Object point labels:
<<<<
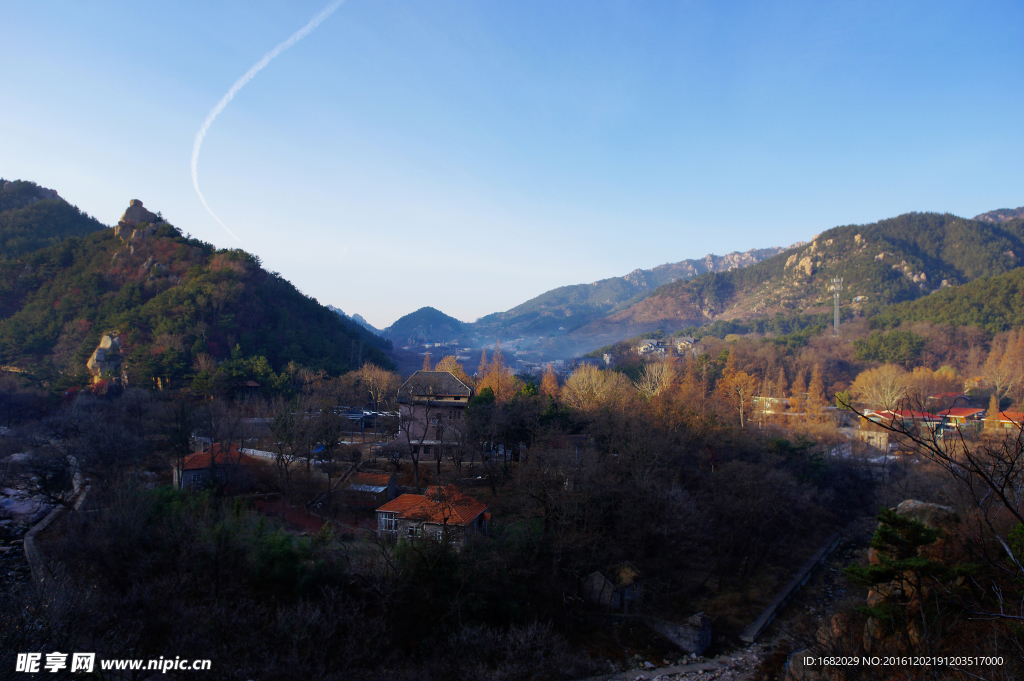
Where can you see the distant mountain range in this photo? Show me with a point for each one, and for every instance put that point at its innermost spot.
(357, 318)
(890, 261)
(561, 310)
(568, 307)
(886, 262)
>>>>
Short problem
Repeat the rows above with "distant mountain range" replaced by "faraway mountain ridge", leaving everything else unchanged, and omit the pictures.

Solution below
Where can you see the faraway mountain ridge in this photo? Show me with a point for each one, and for every instance put that point at its innermost spot.
(357, 318)
(890, 261)
(561, 310)
(568, 307)
(886, 262)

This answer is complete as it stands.